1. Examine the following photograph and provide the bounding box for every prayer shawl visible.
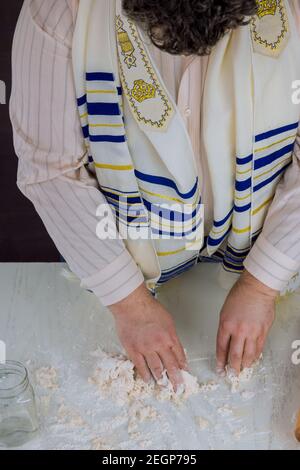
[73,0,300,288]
========
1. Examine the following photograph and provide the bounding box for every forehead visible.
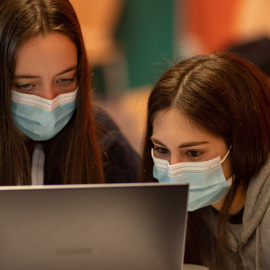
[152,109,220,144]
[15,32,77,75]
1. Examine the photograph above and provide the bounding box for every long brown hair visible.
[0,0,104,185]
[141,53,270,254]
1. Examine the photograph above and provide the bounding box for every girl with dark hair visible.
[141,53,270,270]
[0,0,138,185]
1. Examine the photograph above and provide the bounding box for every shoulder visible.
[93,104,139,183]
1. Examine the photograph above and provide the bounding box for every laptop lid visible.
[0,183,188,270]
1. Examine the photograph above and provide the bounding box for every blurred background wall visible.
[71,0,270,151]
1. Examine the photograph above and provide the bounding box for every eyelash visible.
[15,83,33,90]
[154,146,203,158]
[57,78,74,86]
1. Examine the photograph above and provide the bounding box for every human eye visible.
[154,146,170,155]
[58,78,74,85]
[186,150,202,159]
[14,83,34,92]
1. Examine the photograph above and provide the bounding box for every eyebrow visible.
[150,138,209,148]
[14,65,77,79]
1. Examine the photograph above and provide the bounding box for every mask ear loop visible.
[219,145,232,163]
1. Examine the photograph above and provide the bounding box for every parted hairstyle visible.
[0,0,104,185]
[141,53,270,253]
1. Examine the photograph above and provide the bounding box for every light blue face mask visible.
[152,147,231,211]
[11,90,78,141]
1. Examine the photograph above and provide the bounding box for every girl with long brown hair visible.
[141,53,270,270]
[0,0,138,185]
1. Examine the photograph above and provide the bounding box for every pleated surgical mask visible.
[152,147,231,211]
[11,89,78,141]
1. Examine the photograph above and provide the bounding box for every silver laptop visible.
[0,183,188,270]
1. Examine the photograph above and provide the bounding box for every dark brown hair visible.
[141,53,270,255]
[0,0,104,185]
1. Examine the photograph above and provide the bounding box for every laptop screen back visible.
========
■ **AIM**: Rewrite the lines starting with the one containing "surgical mask visible." and going on through the one containing "screen back visible.", swapping "laptop" for "notebook computer" and leaving everything else as it is.

■ **ANSWER BELOW**:
1. Examine the photograph above and provide the bounding box for every pleated surgical mask visible.
[152,147,231,211]
[11,89,78,141]
1. Examine the photograph above and provide the bounding box for every silver notebook computer visible.
[0,183,188,270]
1. Examine the photograph above and provide the bounding box for every dark brown hair visible.
[141,53,270,255]
[0,0,104,185]
1. Examine the photograph above and provide the bounding box for every notebook computer screen back visible.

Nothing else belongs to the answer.